Katherine Hoffman, ‘Eternal’ Florida State Figure, Dies at 105

This obituary is part of a series about people who have died in the coronavirus pandemic. Read about others here.

After serving as dean of women at Florida State University in the late 1960s, Katherine B. Hoffman said that her biggest accomplishment had been abolishing her own position.

Bringing female students under the same administrators as men belonged to a larger agenda: creating greater gender equity at the school. As dean, Ms. Hoffman also eased the dress code for women and abolished their curfew.

“They had to wear essentially what were like trench coats,” Norris Hoffman, Ms. Hoffman’s son, recalled. “F.S.U. still thought that the cars in which women were riding would turn into pumpkins at midnight.”

Ms. Hoffman, who spent 88 years connected to the university, died on July 18 at Tallahassee Memorial HealthCare. She was 105. Her son said the cause was Covid-19.

“A couple of people,” Sherrill Ragans, a retired F.S.U. administrator, said, “have sent an email saying, ‘I thought she was eternal.’”

Katherine Marie Blood was born on Aug. 1, 1914, in Winter Haven, Fla. Her father, Norman Wyckoff Blood, “used to take rich Yankees on fishing trips,” Mr. Hoffman said, and later became a citrus grower. Her mother, Laura (McCrary) Blood, worked as a schoolteacher.

Katherine, known as Kitty, arrived at Florida State College for Women, which later became F.S.U., in 1932. It was the Depression, and her father paid part of her tuition with bundles of oranges.

She went on to become student body president, captain of the women’s baseball and volleyball teams, a member of Phi Beta Kappa and the exemplar of “charm” as chosen by her classmates in the yearbook of 1936, when she graduated.

She hoped to earn a medical degree from Duke University, but declined to attend on principle after she learned the school ordered female students to sign a pledge not to marry during their studies. Instead, she obtained a master’s in chemistry from Columbia University in 1938 and married her high school sweetheart, Harold Hoffman, who also became a chemist and was Florida’s assistant commissioner of agriculture.

▶ _Action item 1_
List every person named in the Katherine Hoffman obituary other than Katherine Hoffman herself.
▶ _Action item 2_
Answer these questions using the Katherine Hoffman obituary:
(a) What did her father use to pay part of her tuition?
(b) In what subject and from which university did she earn a master's degree?
(c) According to her son, what was the cause of her death?
▶ _Action item 3_
Continue the Katherine Hoffman obituary after its final sentence.
The entries that come after this obituary are not needed for the work on it.

▶ _Extracted entries_

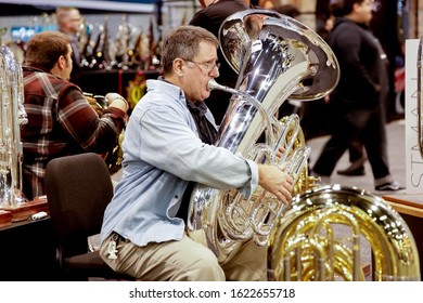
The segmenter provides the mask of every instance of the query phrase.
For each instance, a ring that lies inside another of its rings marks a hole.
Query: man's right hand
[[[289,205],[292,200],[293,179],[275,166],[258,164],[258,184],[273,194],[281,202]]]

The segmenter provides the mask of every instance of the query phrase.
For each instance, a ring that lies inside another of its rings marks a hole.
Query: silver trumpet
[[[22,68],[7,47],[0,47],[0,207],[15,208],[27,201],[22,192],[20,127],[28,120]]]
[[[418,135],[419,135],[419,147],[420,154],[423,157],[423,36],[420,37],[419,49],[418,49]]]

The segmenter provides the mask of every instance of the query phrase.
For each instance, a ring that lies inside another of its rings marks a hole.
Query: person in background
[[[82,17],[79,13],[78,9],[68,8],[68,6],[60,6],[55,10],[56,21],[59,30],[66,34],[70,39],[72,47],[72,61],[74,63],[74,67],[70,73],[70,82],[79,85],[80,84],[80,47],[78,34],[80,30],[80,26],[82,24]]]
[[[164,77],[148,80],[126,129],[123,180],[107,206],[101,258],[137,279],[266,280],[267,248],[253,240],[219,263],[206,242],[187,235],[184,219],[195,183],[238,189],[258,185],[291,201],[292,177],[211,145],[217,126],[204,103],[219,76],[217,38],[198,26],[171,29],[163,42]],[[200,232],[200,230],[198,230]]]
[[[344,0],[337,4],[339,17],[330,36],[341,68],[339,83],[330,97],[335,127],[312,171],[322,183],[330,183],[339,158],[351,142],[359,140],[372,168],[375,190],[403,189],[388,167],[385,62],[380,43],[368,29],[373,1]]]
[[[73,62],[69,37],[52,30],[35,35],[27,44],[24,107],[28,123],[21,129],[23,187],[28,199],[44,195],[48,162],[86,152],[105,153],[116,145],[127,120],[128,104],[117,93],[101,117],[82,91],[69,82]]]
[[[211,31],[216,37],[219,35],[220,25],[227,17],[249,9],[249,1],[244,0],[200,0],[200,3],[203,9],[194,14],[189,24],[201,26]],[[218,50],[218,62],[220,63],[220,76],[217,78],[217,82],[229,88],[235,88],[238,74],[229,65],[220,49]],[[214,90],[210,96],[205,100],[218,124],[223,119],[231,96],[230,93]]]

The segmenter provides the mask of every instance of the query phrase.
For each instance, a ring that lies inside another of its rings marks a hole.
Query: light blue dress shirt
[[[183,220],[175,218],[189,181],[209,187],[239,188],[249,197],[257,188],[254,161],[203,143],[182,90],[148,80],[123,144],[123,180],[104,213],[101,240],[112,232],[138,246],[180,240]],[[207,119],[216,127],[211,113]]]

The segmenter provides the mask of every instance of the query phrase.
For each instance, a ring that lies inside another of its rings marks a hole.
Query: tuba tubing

==

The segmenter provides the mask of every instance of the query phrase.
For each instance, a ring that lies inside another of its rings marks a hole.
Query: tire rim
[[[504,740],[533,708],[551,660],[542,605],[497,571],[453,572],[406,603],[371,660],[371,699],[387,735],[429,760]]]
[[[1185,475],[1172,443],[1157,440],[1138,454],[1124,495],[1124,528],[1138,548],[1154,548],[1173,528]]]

---

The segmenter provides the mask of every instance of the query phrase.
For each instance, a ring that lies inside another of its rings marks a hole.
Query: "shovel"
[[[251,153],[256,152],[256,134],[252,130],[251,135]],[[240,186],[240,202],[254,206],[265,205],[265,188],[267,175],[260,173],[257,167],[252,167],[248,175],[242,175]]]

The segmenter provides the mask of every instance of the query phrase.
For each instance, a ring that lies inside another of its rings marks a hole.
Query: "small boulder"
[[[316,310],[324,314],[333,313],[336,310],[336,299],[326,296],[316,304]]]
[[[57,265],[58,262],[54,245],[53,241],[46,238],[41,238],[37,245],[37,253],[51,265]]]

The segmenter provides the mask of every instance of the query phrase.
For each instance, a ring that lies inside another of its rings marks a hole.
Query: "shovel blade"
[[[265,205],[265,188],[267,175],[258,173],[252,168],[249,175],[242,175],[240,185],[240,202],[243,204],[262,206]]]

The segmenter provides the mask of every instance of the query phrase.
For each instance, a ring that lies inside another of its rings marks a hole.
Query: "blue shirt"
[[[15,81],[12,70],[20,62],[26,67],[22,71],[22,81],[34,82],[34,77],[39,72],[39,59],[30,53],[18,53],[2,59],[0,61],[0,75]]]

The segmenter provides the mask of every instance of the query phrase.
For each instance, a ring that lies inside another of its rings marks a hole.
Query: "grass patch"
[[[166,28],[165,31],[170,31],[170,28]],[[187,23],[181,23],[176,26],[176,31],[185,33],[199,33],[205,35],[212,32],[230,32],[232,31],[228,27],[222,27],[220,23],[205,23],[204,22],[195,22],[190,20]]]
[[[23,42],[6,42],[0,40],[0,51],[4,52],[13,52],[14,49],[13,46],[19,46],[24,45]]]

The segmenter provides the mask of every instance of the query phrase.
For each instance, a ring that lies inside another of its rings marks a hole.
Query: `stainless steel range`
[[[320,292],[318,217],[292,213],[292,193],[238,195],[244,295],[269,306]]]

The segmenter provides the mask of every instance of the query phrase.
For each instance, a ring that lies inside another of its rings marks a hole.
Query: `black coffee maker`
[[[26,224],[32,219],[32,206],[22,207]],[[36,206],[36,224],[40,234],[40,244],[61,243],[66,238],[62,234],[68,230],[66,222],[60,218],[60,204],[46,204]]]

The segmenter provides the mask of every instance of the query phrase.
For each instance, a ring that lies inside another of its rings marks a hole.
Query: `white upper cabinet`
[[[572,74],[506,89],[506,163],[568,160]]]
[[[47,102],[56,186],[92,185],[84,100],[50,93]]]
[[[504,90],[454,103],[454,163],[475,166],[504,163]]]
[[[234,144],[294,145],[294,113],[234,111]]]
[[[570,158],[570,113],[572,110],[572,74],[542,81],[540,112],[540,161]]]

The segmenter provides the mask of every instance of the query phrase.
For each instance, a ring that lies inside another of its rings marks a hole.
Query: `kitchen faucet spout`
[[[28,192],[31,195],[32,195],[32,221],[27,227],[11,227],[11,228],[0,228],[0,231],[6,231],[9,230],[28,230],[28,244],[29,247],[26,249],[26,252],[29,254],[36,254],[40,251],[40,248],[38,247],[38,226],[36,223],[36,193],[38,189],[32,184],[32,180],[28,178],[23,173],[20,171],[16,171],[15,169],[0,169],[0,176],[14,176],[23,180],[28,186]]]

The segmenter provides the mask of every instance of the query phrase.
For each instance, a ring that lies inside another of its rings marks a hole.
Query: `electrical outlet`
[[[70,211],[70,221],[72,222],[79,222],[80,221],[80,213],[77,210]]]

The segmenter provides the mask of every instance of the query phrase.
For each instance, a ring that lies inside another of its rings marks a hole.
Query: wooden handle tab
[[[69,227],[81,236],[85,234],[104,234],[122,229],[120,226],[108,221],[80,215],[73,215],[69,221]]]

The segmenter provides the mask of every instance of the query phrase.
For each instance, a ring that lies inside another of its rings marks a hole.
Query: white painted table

▶ _Written response 1_
Norris Hoffman
Sherrill Ragans
Norman Wyckoff Blood
Laura (McCrary) Blood
Harold Hoffman

▶ _Written response 2_
(a) Bundles of oranges.
(b) Chemistry, from Columbia University.
(c) Covid-19.

▶ _Written response 3_
Ms. Hoffman returned to the Florida State College for Women as a chemistry instructor in 1940. In 1947, the school renamed itself and went coeducational to accommodate some of the millions of veterans seeking to attend college after World War II.

Although she did not have a doctorate, Ms. Hoffman thrived in academia, gaining notice for her skills as a teacher and administrator and writing textbooks for Prentice Hall and McGraw-Hill. In 1959, she was promoted to full professor.

When Ms. Hoffman retired, in 1984, it was an occasion to discover new ways to serve her university. She gave lectures on F.S.U.’s history and helped run its sesquicentennial celebration. Following what her son described as moderate donations, the university gave Ms. Hoffman’s name to a scholarship, a lecture series and a teaching laboratory. When the lab was rededicated in 2018, Ms. Hoffman attended the ceremony.

Harold Hoffman died in 1996.

When Ms. Hoffman was 102, her plain-spoken advocacy for women gained a national audience. Outlets including Vox and People carried comments she made to I Waited 96 Years, an initiative to collect interviews with women born before the 19th Amendment who planned in 2016 to vote for a female presidential candidate for the first time.

“This election means that women can achieve anything,” Ms. Hoffman declared.

Well into her 90s, Ms. Hoffman was known to tootle around in a pink Cadillac driven by a fellow nonagenarian. While her son fished for largemouth bass in the Wakulla River, Ms. Hoffman rowed their boat. She hauled gallon jugs of water for the pine trees they had planted.

Norris Hoffman also became a chemistry professor, teaching at the University of South Alabama in Mobile. He retired in 2013.

During Mr. Hoffman’s boyhood, he and his mother planted seedlings on the family tree farm. “We would talk about the elements, their names and their properties in the periodic table,” he said. “She was brainwashing me for chemistry.”